Document excerpt:

----------

Intelligent control systems use advanced algorithms, sensors and automation technologies to improve efficiency and safety in chemical operations. By monitoring real-time process parameters and making data-driven adjustments, these systems optimise complex chemical reactions, thereby reducing waste and energy consumption, without the need for constant human oversight. These systems also bolster safety by detecting hazards and enabling predictive maintenance to prevent costly downtime.

14 Predicting structure–activity relationships using deep learning

By training neural networks on extensive datasets, these systems can recognise complex patterns in molecular structures that correlate with biological outcomes, moving beyond traditional analysis methods. Deep learning can predict the efficacy of potential drugs, anticipate adverse reactions and suggest structural modifications to optimise lead compounds to aid drug discovery. These models can also provide insights into biological pathways, offering a deeper understanding of disease processes and pharmacology, thereby allowing the identification of new therapeutic targets.

----------

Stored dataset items
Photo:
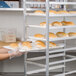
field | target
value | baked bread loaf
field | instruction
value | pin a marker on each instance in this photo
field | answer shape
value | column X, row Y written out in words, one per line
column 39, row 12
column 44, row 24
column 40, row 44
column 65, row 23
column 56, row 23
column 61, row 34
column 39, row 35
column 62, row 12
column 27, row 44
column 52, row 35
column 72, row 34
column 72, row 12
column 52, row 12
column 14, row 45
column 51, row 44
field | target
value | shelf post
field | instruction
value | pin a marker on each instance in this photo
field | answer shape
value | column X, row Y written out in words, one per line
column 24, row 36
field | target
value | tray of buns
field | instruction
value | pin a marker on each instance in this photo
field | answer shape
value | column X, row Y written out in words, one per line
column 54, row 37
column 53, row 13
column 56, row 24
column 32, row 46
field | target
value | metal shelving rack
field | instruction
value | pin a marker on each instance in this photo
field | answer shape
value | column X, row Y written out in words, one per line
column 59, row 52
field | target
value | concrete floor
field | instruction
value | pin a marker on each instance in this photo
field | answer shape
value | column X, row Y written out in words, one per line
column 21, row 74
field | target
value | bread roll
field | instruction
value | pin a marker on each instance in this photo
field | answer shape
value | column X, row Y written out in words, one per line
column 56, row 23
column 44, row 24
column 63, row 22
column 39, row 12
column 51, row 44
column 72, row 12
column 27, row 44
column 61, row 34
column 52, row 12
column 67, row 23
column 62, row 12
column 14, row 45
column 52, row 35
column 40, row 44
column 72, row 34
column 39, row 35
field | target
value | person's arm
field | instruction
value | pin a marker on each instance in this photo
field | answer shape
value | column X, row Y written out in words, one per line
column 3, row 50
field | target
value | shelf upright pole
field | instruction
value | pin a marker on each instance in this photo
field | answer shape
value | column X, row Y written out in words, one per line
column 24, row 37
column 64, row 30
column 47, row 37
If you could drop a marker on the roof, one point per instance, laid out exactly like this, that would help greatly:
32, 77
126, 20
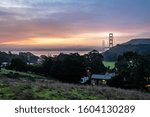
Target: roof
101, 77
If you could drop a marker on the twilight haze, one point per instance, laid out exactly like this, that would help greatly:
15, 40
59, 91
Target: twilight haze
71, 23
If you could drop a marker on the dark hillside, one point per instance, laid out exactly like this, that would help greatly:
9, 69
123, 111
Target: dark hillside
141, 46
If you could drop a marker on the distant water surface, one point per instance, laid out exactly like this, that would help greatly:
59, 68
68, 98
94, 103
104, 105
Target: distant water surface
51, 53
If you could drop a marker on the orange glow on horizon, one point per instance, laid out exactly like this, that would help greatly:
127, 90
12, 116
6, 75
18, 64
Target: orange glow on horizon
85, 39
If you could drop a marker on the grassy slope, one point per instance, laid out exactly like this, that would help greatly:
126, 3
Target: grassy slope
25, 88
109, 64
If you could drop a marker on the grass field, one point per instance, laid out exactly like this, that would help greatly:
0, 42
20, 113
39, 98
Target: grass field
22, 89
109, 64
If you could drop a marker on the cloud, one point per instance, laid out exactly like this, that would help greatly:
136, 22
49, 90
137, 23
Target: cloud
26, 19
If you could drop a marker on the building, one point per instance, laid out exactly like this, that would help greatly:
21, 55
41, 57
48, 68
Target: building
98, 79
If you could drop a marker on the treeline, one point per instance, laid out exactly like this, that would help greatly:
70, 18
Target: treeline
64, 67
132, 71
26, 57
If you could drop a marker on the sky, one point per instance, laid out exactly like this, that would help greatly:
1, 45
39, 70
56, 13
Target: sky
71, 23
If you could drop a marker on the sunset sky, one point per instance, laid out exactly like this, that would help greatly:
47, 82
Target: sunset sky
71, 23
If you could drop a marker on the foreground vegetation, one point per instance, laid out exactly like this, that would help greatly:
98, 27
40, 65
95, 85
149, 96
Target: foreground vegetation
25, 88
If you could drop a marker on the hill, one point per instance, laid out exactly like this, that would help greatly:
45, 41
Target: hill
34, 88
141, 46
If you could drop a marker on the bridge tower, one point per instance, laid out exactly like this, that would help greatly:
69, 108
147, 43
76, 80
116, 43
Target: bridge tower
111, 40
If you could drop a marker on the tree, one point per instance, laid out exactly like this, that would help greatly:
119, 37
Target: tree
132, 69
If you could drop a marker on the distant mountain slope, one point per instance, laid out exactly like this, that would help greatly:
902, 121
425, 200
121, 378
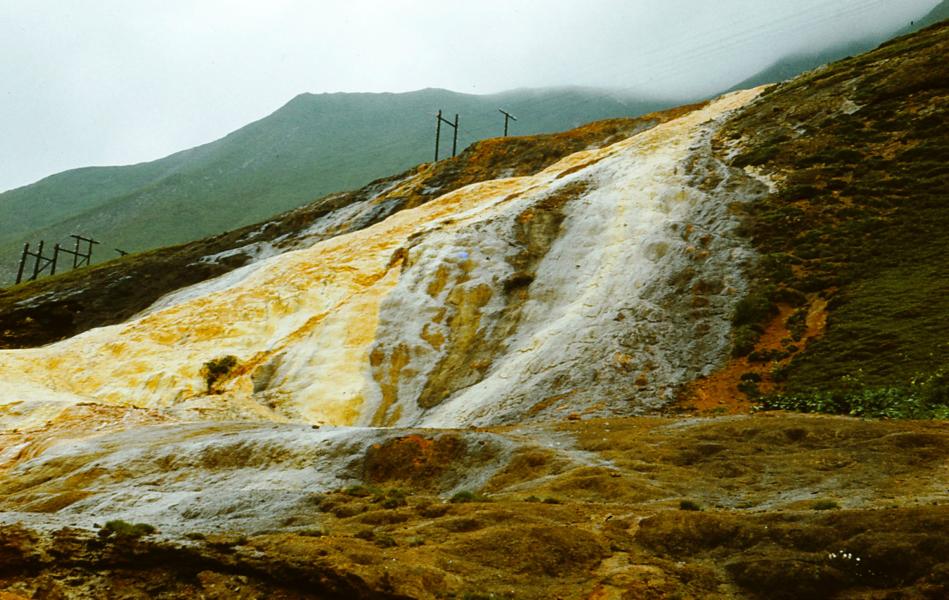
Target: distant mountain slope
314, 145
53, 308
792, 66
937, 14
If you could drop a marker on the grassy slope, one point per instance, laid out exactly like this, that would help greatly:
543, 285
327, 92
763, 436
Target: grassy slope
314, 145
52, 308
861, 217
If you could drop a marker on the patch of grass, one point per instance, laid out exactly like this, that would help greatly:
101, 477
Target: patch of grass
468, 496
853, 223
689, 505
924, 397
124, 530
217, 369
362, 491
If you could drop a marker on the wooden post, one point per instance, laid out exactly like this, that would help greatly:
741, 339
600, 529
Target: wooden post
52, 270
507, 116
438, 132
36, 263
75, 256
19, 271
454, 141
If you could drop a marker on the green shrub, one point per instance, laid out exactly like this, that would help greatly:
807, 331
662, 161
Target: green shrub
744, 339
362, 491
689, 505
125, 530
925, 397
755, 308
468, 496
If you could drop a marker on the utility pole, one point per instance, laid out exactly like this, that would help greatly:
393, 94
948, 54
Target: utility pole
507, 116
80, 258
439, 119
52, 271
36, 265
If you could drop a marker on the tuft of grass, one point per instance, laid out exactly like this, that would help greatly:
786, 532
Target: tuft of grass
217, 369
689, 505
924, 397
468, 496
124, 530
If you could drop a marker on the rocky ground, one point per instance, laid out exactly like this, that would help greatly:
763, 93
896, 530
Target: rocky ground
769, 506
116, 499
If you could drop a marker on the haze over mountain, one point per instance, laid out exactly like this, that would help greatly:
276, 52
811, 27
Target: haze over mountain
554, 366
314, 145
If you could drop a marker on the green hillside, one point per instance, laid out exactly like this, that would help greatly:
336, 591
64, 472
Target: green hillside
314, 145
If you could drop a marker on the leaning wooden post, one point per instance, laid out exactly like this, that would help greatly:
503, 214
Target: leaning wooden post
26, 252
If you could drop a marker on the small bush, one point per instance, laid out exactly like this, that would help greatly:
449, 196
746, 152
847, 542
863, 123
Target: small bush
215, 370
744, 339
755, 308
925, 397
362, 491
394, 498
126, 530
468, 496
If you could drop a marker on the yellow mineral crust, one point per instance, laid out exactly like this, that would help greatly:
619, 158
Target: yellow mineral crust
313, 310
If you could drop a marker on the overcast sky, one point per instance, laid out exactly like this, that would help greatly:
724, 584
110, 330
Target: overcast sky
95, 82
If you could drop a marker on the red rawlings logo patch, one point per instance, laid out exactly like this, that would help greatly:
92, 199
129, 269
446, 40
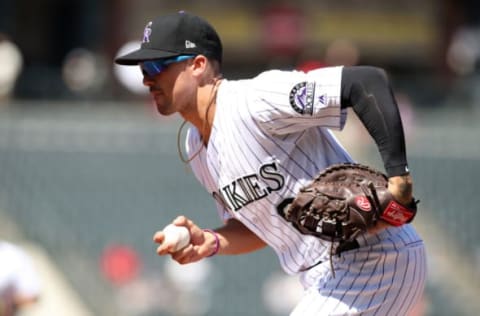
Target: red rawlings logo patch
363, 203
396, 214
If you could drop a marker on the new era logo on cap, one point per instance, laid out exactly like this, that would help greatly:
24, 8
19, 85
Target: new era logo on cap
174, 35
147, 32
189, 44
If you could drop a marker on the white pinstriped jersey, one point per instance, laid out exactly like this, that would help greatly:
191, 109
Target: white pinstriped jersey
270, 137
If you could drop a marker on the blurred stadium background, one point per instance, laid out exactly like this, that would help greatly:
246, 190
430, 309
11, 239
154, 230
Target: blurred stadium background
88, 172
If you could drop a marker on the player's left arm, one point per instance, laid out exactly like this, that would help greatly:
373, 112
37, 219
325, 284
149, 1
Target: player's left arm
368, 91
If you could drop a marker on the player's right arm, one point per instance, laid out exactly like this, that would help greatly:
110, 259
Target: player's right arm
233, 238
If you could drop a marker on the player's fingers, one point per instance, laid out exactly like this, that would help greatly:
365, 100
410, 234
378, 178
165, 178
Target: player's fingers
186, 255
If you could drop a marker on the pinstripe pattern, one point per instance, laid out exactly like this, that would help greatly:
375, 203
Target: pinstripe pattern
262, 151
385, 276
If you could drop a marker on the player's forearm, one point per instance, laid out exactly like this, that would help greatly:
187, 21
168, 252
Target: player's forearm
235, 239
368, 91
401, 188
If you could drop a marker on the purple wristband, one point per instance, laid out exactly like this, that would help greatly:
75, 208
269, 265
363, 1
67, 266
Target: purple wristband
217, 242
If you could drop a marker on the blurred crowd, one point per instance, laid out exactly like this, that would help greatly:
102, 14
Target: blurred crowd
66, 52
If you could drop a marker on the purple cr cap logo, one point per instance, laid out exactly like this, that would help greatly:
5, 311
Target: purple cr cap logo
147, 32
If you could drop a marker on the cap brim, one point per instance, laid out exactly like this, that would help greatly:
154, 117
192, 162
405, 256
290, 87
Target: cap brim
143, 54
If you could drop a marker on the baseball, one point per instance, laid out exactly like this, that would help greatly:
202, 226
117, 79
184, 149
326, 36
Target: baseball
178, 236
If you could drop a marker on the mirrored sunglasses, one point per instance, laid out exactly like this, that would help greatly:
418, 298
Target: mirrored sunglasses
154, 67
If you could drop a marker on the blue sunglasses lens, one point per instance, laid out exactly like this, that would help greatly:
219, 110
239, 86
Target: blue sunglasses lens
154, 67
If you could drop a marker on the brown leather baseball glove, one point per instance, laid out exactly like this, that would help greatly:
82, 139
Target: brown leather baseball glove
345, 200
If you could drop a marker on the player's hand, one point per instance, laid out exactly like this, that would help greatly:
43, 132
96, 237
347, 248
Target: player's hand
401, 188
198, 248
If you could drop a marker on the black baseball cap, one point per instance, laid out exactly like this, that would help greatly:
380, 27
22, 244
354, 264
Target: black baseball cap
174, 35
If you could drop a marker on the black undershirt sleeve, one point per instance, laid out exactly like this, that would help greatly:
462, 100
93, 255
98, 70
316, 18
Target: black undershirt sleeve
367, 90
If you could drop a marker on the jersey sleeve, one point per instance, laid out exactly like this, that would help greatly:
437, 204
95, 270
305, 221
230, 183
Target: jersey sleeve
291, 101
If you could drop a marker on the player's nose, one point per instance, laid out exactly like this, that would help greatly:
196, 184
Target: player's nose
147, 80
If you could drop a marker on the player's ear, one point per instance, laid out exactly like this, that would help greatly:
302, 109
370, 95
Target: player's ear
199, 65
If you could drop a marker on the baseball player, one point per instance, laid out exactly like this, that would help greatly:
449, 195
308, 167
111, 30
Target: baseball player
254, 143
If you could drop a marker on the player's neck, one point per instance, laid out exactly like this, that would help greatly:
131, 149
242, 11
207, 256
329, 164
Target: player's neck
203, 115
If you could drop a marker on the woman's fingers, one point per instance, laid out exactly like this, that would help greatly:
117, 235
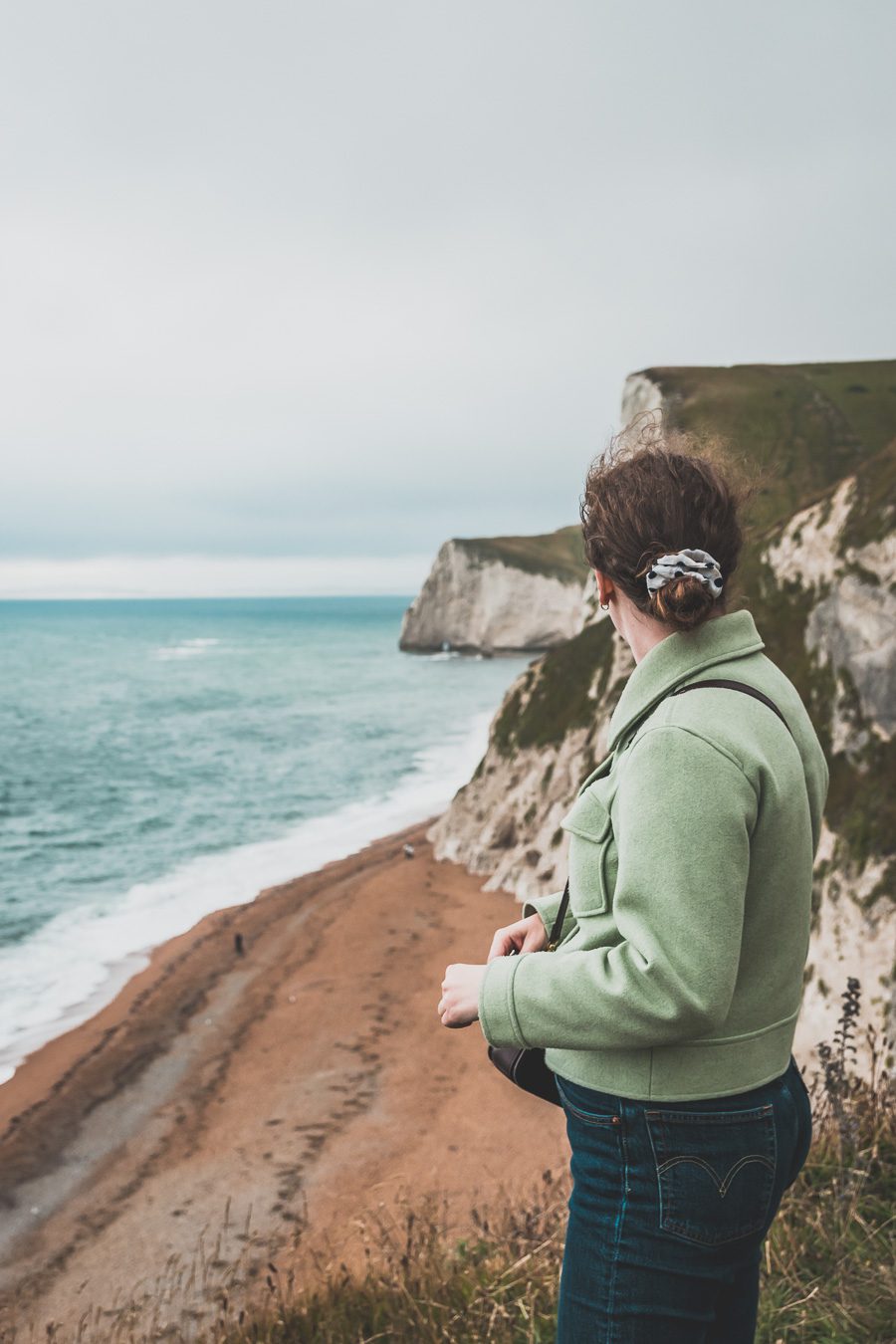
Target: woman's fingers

----------

Work item A:
In the excerpt on chemical technologies, what do intelligent control systems enable in order to prevent costly downtime?
Work item B:
Write the next part of the excerpt on chemical technologies, starting after its last sentence.
The listing has nothing to do with this.

Final answer A:
Predictive maintenance.

Final answer B:
15 AI-driven high-throughput experimentation

High-throughput experimentation combines robotics, automation and AI to conduct multiple chemical experiments simultaneously and swiftly. High-throughput systems can also analyse hundreds to thousands of samples daily, minimising human error and allowing researchers to focus on more complex aspects of their work. By accelerating experiments and analyses, High-throughput experimentation shortens R&D cycles for new chemicals, materials and drugs. This also generates extensive datasets that can enrich computational analysis and improve AI’s predictive capabilities.

16 Digital materials design and materials informatics

By analysing large datasets of material properties, processing conditions and performance metrics, AI can predict material performance based on structure and composition. This approach accelerates the identification of high-performance materials for critical applications in aerospace, energy and electronics, leading to lighter, stronger and more sustainable solutions.

17 AI for chemical reaction optimisation

By collecting and analysing data on chemical reactions, such as reactants, catalysts, solvents, temperatures and yields, AI can predict reaction outcomes and refine chemical conditions. This allows chemists to simulate reactions virtually, saving time and resources by targeting the most promising conditions before testing them in the lab. The approach is applicable across synthetic chemistry, materials science and drug discovery, enhancing yields and selectivities in complex organic synthesis and streamlining the production of active pharmaceutical ingredients.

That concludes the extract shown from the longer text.